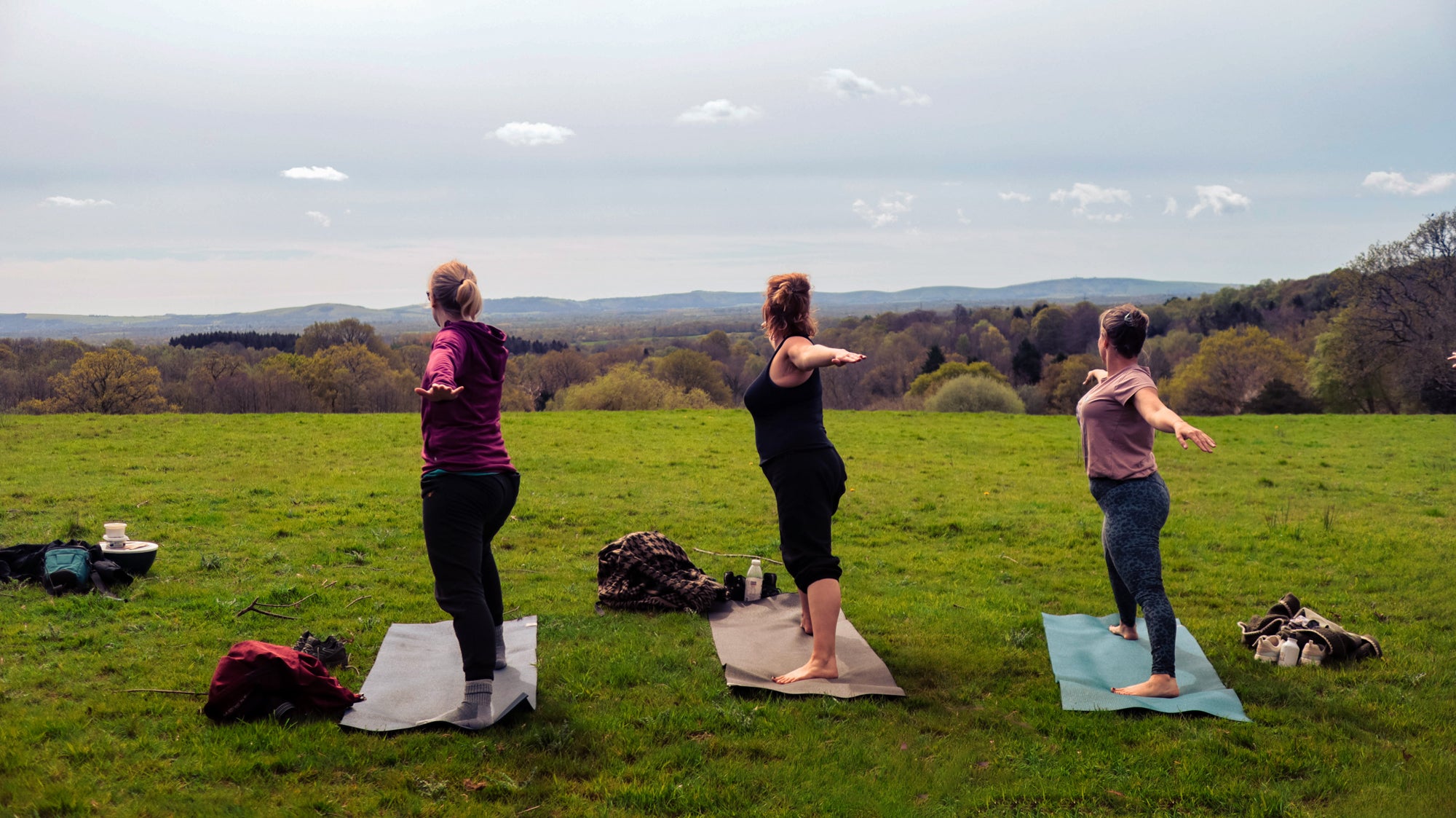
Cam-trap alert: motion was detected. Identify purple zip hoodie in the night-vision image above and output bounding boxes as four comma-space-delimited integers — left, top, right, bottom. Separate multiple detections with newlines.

* * *

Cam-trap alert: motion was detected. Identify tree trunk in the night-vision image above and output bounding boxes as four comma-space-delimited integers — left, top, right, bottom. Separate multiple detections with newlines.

---

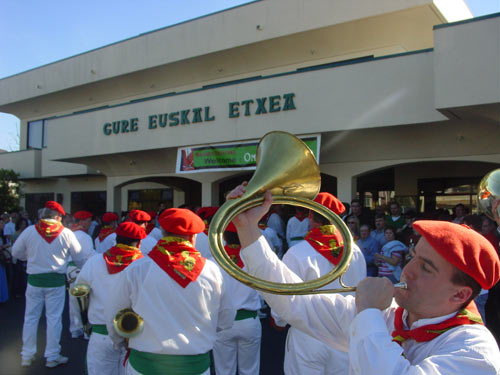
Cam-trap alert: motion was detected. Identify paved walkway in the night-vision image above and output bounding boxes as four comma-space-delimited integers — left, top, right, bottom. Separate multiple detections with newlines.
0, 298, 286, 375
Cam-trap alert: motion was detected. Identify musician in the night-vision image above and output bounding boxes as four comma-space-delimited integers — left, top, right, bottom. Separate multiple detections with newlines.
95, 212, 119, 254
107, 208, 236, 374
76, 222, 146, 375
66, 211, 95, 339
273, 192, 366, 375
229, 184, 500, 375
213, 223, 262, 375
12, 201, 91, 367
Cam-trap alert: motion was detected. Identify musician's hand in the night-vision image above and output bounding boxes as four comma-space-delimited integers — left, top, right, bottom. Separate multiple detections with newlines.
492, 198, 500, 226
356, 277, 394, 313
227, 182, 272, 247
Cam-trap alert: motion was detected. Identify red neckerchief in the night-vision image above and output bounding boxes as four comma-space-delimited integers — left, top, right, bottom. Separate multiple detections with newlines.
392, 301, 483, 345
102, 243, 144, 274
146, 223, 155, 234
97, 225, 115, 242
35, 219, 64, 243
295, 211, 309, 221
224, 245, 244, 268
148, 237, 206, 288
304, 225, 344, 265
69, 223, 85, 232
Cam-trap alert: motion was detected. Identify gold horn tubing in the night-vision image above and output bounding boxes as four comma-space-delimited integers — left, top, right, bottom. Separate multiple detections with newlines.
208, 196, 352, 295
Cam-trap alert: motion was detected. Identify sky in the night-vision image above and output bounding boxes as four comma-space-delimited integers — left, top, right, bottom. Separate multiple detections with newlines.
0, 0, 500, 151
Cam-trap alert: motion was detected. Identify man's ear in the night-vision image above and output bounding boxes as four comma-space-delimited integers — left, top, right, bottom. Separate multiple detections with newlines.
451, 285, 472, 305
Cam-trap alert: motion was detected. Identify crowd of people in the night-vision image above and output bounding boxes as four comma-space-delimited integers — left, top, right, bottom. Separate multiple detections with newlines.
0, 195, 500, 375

* [Exercise brief]: Print the material again without any change, starting with the line that contains "Cam-trap alert: motion was detected. Identify gold" and going on through the line that contains "208, 196, 352, 295".

* [Solution for this problem]:
Cam-trap alert: motion was detected. Identify gold horn tubing in the night-vision image above and output bounding boxes as four comma-space-delimited integers — left, top, right, bottom. Separate multiple detections with newlines.
208, 196, 352, 295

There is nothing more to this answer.